Required work: Count the lines in the rows below that contain the string "hand", treating case as significant, and give only the number.

(Records from a point-labeling set)
* * * * *
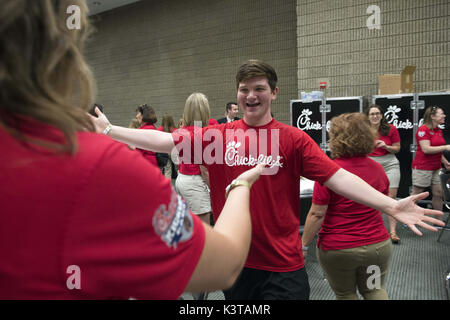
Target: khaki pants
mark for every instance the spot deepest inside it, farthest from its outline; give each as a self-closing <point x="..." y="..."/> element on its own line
<point x="362" y="267"/>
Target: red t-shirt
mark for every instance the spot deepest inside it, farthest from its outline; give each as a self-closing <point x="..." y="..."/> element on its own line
<point x="150" y="156"/>
<point x="274" y="199"/>
<point x="188" y="167"/>
<point x="424" y="161"/>
<point x="212" y="122"/>
<point x="390" y="139"/>
<point x="104" y="210"/>
<point x="348" y="224"/>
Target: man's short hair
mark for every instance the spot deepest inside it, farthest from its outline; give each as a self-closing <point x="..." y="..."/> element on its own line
<point x="229" y="104"/>
<point x="257" y="68"/>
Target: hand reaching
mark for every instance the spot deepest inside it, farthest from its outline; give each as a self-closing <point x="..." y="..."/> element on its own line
<point x="253" y="174"/>
<point x="407" y="212"/>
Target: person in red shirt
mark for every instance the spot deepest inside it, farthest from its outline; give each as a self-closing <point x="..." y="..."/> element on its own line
<point x="82" y="216"/>
<point x="170" y="170"/>
<point x="190" y="183"/>
<point x="429" y="155"/>
<point x="146" y="117"/>
<point x="275" y="266"/>
<point x="387" y="144"/>
<point x="352" y="236"/>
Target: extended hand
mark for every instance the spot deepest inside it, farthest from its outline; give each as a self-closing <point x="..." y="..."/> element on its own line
<point x="407" y="212"/>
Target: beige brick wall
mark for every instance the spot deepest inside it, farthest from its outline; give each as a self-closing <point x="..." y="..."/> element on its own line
<point x="160" y="51"/>
<point x="335" y="43"/>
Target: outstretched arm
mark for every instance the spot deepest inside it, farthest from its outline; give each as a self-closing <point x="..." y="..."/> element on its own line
<point x="152" y="140"/>
<point x="227" y="244"/>
<point x="405" y="211"/>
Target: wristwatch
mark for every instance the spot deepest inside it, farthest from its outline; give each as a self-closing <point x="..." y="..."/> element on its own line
<point x="234" y="184"/>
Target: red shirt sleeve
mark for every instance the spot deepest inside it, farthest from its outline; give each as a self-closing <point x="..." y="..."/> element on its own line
<point x="423" y="134"/>
<point x="321" y="194"/>
<point x="136" y="240"/>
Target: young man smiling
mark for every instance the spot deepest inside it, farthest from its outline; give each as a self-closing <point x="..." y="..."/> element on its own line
<point x="275" y="267"/>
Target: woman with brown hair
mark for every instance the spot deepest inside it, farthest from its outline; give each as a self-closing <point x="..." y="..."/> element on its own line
<point x="81" y="216"/>
<point x="429" y="156"/>
<point x="146" y="117"/>
<point x="352" y="237"/>
<point x="387" y="144"/>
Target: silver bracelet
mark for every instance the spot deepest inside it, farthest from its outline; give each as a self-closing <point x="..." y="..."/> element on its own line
<point x="107" y="129"/>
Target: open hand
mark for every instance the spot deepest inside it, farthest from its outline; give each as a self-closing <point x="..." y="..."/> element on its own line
<point x="407" y="212"/>
<point x="100" y="122"/>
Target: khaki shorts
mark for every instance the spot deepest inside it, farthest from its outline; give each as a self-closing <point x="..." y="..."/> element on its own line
<point x="195" y="192"/>
<point x="425" y="178"/>
<point x="391" y="166"/>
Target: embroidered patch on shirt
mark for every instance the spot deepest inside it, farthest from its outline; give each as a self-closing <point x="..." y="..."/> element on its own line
<point x="173" y="224"/>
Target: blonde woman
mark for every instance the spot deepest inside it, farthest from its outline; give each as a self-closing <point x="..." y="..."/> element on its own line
<point x="387" y="144"/>
<point x="190" y="183"/>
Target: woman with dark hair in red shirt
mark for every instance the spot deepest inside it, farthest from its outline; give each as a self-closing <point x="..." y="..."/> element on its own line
<point x="146" y="116"/>
<point x="352" y="236"/>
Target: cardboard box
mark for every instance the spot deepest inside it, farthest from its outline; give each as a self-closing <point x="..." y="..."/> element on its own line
<point x="397" y="83"/>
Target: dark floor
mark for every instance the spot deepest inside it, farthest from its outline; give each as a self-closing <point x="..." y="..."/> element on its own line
<point x="417" y="269"/>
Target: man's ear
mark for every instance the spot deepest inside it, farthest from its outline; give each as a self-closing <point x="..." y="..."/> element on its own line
<point x="274" y="93"/>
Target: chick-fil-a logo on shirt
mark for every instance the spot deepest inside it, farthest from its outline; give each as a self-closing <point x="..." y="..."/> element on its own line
<point x="247" y="147"/>
<point x="392" y="117"/>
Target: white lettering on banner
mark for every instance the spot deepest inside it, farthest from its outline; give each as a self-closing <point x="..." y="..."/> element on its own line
<point x="74" y="280"/>
<point x="392" y="117"/>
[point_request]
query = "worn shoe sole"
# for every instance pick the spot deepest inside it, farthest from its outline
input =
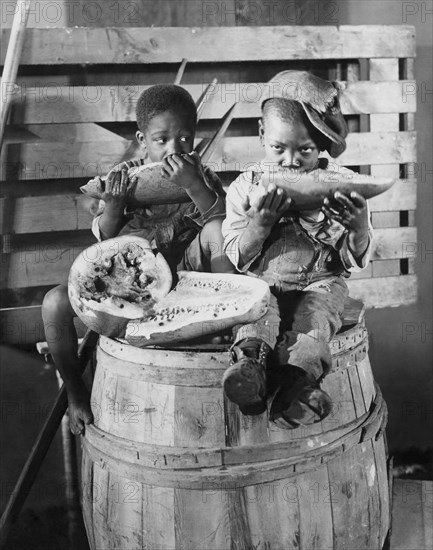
(299, 407)
(245, 385)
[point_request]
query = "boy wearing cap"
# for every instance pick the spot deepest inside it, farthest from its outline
(304, 256)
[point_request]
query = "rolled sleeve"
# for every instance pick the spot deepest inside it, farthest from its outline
(348, 259)
(236, 222)
(218, 208)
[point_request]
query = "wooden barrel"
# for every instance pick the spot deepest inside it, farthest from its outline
(171, 464)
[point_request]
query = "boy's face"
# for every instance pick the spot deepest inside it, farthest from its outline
(166, 134)
(288, 144)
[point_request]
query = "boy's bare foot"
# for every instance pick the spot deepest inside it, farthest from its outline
(244, 382)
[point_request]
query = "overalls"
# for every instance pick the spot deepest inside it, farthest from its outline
(308, 292)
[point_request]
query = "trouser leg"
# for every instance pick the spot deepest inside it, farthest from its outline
(315, 318)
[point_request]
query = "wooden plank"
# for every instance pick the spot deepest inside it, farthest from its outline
(201, 522)
(315, 510)
(86, 104)
(411, 515)
(390, 243)
(381, 458)
(37, 268)
(385, 291)
(194, 425)
(158, 517)
(348, 493)
(27, 215)
(102, 529)
(87, 159)
(401, 196)
(240, 153)
(36, 214)
(81, 45)
(385, 69)
(124, 511)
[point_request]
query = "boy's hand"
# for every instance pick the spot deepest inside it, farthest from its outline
(183, 170)
(118, 186)
(352, 213)
(269, 208)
* * * * *
Reply to the exercise: 4